(Photo-based point labeling data)
::::::::
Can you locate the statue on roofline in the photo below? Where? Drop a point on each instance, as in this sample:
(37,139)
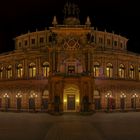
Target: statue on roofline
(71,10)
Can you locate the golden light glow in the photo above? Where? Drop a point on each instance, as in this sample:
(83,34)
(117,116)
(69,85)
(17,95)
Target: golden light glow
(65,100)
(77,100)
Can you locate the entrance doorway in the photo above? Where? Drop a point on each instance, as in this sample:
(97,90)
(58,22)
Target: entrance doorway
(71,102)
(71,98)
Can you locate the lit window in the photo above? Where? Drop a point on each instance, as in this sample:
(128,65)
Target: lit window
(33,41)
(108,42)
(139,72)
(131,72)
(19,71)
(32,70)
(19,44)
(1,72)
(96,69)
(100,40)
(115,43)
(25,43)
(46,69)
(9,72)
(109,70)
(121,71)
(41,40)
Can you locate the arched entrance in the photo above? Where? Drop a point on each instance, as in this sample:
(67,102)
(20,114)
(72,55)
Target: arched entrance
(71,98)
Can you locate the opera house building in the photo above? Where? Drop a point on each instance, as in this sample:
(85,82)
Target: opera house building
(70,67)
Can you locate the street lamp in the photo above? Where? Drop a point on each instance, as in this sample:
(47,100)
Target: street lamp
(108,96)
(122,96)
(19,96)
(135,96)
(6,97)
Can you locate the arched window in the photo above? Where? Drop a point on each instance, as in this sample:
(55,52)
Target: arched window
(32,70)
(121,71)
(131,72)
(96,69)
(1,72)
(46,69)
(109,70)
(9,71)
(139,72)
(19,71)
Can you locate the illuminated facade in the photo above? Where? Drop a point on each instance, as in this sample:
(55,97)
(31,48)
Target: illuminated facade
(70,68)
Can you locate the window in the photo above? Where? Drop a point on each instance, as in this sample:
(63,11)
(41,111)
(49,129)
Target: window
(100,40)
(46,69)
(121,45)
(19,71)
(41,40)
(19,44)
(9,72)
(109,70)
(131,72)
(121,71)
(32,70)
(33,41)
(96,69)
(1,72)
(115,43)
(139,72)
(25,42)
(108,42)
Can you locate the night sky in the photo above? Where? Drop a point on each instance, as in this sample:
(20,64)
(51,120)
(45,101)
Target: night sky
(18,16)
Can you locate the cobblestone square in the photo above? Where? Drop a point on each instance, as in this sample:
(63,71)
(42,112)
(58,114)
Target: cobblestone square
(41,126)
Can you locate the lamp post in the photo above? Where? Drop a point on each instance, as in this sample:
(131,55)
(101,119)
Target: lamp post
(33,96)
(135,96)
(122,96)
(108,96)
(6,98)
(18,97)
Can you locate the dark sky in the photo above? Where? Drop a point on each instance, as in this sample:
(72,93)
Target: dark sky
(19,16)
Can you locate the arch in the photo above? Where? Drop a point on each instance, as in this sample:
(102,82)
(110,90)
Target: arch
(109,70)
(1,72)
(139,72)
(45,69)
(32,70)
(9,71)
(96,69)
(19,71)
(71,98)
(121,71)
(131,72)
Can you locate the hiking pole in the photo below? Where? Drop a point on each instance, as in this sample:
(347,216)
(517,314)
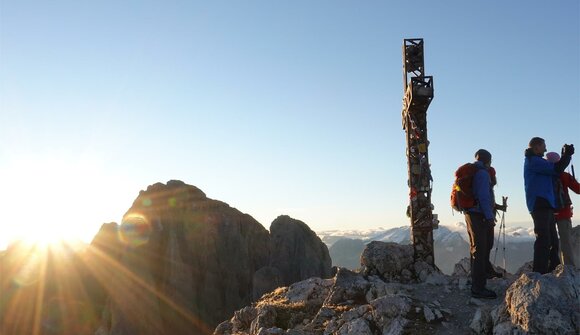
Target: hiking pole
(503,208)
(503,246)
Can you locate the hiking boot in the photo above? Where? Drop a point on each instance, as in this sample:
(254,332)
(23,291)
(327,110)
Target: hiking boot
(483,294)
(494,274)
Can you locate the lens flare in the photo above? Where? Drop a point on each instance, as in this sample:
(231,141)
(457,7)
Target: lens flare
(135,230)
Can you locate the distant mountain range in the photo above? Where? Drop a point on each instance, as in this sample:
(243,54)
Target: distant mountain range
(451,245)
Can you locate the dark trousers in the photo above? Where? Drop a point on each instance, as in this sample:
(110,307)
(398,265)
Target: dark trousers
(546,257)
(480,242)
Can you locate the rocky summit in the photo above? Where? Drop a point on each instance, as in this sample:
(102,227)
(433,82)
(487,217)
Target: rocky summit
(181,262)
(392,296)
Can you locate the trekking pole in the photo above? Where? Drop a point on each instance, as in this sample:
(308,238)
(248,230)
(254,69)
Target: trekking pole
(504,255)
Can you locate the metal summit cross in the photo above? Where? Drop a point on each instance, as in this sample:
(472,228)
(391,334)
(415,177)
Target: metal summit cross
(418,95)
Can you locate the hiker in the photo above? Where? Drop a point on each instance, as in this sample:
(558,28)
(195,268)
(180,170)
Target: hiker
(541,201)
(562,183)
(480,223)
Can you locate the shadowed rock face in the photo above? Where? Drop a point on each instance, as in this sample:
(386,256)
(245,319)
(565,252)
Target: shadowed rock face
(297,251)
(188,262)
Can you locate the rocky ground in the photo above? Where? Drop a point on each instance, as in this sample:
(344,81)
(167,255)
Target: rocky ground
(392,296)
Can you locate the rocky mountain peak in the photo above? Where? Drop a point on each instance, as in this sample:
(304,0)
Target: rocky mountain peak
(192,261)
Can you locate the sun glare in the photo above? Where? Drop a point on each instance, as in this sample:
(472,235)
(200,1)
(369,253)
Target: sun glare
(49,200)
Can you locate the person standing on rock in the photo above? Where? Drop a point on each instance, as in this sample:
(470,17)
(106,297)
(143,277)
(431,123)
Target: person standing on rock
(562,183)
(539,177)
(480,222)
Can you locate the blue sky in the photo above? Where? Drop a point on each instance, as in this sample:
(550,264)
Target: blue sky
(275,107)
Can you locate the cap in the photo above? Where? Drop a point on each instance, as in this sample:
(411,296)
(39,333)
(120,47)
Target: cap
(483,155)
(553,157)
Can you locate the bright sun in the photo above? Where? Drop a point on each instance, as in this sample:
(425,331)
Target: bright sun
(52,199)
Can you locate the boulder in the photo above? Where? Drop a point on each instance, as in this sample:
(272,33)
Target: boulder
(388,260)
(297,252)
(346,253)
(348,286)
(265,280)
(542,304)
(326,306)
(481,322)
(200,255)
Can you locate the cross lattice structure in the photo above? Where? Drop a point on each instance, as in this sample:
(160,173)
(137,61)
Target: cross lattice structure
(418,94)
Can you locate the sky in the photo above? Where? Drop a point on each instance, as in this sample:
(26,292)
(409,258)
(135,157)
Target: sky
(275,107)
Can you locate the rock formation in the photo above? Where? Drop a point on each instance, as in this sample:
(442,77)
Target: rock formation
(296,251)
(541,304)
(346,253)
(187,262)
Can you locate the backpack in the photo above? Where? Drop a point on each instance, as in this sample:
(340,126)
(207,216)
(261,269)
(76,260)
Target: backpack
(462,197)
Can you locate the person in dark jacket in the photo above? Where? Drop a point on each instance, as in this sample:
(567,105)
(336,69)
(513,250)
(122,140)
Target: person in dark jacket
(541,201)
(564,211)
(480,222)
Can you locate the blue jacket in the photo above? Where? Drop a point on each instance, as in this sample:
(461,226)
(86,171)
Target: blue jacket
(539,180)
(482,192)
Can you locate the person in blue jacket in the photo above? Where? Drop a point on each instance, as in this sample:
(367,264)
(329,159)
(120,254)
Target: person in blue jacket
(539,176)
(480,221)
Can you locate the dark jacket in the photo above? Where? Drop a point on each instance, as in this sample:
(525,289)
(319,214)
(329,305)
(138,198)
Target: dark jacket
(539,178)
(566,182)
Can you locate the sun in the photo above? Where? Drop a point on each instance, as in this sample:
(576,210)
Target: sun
::::::::
» **What to work on**:
Write the entries above out again exactly, but not the pictures.

» **Result of this exercise**:
Can you locate the statue on roofline in the photo below? Where? Drop a point on each instance, as in this sample:
(37,139)
Target: statue on roofline
(71,10)
Can you locate the golden light glow in the photo above? Where? Drop a point on each instance, as in this sample:
(83,34)
(117,116)
(69,85)
(17,95)
Target: golden light glow
(65,100)
(77,100)
Can you locate the entrance doorway in the photo above? Where? Drop a point on each instance, as in this sample:
(97,90)
(58,22)
Target: entrance doorway
(71,102)
(71,98)
Can you locate the lit window in the photo above? Where? Drop a point on each instance, as in this sample:
(128,65)
Target: lit window
(33,41)
(108,42)
(139,72)
(131,72)
(19,71)
(32,70)
(19,44)
(1,72)
(96,69)
(100,40)
(115,43)
(25,43)
(46,69)
(9,72)
(109,70)
(121,71)
(41,40)
Can you locate the arched entrance in the photo above? Where? Drop a point on each instance, as in this sample:
(67,102)
(20,114)
(72,55)
Target: arched entrance
(71,98)
Can you locate the opera house building in the photo above? Where? Drop a point on each instance, as in this sample:
(85,82)
Target: opera house building
(70,67)
Can you locate the street lamp in the photo above? Where? Drop a point on each instance, as in this sample:
(47,100)
Target: street lamp
(108,96)
(122,96)
(19,96)
(135,96)
(6,97)
Can you locate the arched window in the photo above? Where? Drop a point on each instance, as in this sample:
(55,52)
Target: arched window
(32,70)
(121,71)
(131,72)
(96,69)
(1,72)
(46,69)
(109,70)
(9,71)
(139,72)
(19,71)
Can you locate the illuminated facade in the photo above? Where? Drop a point on each instance, as in this sample:
(55,97)
(31,48)
Target: illuminated facade
(70,68)
Can you locate the window in the photo above? Where? Drop a point on each instance, as in this sample:
(63,11)
(41,111)
(49,129)
Target: window
(100,40)
(46,69)
(121,45)
(19,71)
(41,40)
(19,44)
(9,72)
(109,70)
(131,72)
(121,71)
(32,70)
(33,41)
(96,69)
(1,72)
(115,43)
(139,72)
(25,42)
(108,42)
Can you locate the night sky in the photo above? Where? Drop a point on each instance, as in this sample:
(20,64)
(51,120)
(45,101)
Target: night sky
(18,16)
Can you locate the cobblestone square in the photo above? Where? Drop a point on each instance, as in this sample:
(63,71)
(42,112)
(58,114)
Target: cobblestone square
(41,126)
Can you locate the lamp post in the photo above? Where? Drop a point on each instance, as in this sample:
(131,55)
(101,119)
Target: lamp post
(33,96)
(135,96)
(122,96)
(108,96)
(6,98)
(18,97)
Can you locate the dark sky in the photo above? Where? Drop a point on each instance, as in this sample:
(72,93)
Target: dark sky
(19,16)
Can you locate the arch in the photo above? Where? Drop a point on each instance, as in this sample:
(102,82)
(110,90)
Target: arch
(109,70)
(1,72)
(139,72)
(45,69)
(32,70)
(9,71)
(96,69)
(19,71)
(71,98)
(121,71)
(131,72)
Can you locate the hiking pole in the photo below? Where? Drop a point on each instance, as in this sample:
(347,216)
(517,314)
Target: hiking pole
(503,208)
(503,246)
Can you locate the hiking boot in the photo above? Where? Drop a point on each instance, as in this sample:
(254,332)
(23,291)
(327,110)
Target: hiking boot
(483,294)
(494,274)
Can you locate the lens flare in the photo above? Where? Drop a point on each instance, as in this sample:
(231,141)
(457,7)
Target: lens flare
(135,230)
Can you locate the distant mountain range in the photo above? Where? Drop a point on each instance, as in this sample:
(243,54)
Target: distant mountain range
(451,245)
Can you locate the dark trousers in the photo above? Where? Drop a point on each instance, as in this sample:
(110,307)
(398,265)
Target: dark trousers
(546,257)
(480,242)
Can you locate the rocky summit in the photo above? Where? Drop a point on each instance, as in this sample:
(102,227)
(433,82)
(487,217)
Target: rocky summit
(181,262)
(392,296)
Can you locate the trekking pole in the photo above? Where? Drop a point on each instance, as in this sample:
(308,238)
(248,230)
(254,69)
Target: trekking pole
(504,255)
Can you locate the metal summit cross in the photo above? Where? Drop a point on each instance, as in this sample:
(472,228)
(391,334)
(415,177)
Target: metal summit cross
(418,95)
Can you locate the hiker in the photo above? Where? Drop a point on each instance, as in this sample:
(558,28)
(195,268)
(180,170)
Target: hiker
(541,201)
(562,183)
(480,223)
Can you locate the shadowed rock face in the photo above? Where? Drop a point on each instance, as in this sample:
(386,256)
(245,319)
(565,252)
Target: shadowed rock face
(297,251)
(188,262)
Can you locate the rocky ground in the photo above? Where? Drop a point on each instance, as in this sample:
(344,81)
(167,255)
Target: rocky ground
(392,296)
Can you locate the rocky mountain peak in the photo above? Where? Drop a point on each instance, as in this sample:
(304,0)
Target: rocky mountain peak
(192,261)
Can you locate the sun glare in the photo above? Where? Drop a point on each instance, as in this sample:
(472,235)
(200,1)
(369,253)
Target: sun glare
(49,200)
Can you locate the person standing on rock in the photo above? Where? Drop a point on each instance, as in this sample:
(470,17)
(106,297)
(143,277)
(431,123)
Target: person standing on rock
(562,183)
(539,177)
(480,222)
Can you locate the blue sky in the photo above? Where? Drop a point on each instance, as in this sample:
(550,264)
Target: blue sky
(275,107)
Can you locate the cap in the photo above? Where? Drop a point on each instance, as in this sample:
(411,296)
(39,333)
(120,47)
Target: cap
(483,155)
(553,157)
Can you locate the bright sun in the photo above? Where? Drop a point on each instance, as in this sample:
(425,331)
Target: bright sun
(52,199)
Can you locate the boulder in the photo above? Where? Drop a point on each instance, as in this sample:
(272,33)
Target: boulder
(388,260)
(297,252)
(346,253)
(348,286)
(265,280)
(542,304)
(326,306)
(481,322)
(200,255)
Can you locate the cross lattice structure in the photo above? Where? Drop a point on each instance, as in this sample:
(160,173)
(137,61)
Target: cross lattice structure
(418,94)
Can you locate the sky in the photo above? Where? Drop a point on each instance, as in this sample:
(26,292)
(409,258)
(135,157)
Target: sky
(275,107)
Can you locate the rock formation in the photo above? Where? Drop a point on each instance, as in this sample:
(442,77)
Target: rock formation
(296,251)
(541,304)
(346,253)
(187,262)
Can you locate the backpack in the photo above? Where? Drop a point on each instance, as in this sample:
(340,126)
(207,216)
(261,269)
(76,260)
Target: backpack
(462,197)
Can you locate the person in dark jacket in the photo above? Where? Drop a point on each instance, as in this sample:
(567,105)
(336,69)
(513,250)
(122,140)
Target: person in dark jacket
(541,201)
(564,211)
(480,222)
Can you locate the blue jacket in the photo above? Where? Drop a point on each instance, as in this sample:
(461,226)
(86,171)
Target: blue jacket
(539,180)
(482,192)
Can you locate the person in blue jacket in the photo above? Where? Drop a point on each instance, as in this sample:
(367,264)
(329,159)
(120,254)
Target: person in blue jacket
(539,176)
(480,221)
Can you locate the dark jacket in the photo above? Where? Drop a point on each instance, as in this sample:
(525,289)
(319,214)
(329,305)
(138,198)
Target: dark jacket
(539,178)
(566,182)
Can you locate the sun in the photo above? Where? Drop a point on each instance, as in this sample:
(576,210)
Target: sun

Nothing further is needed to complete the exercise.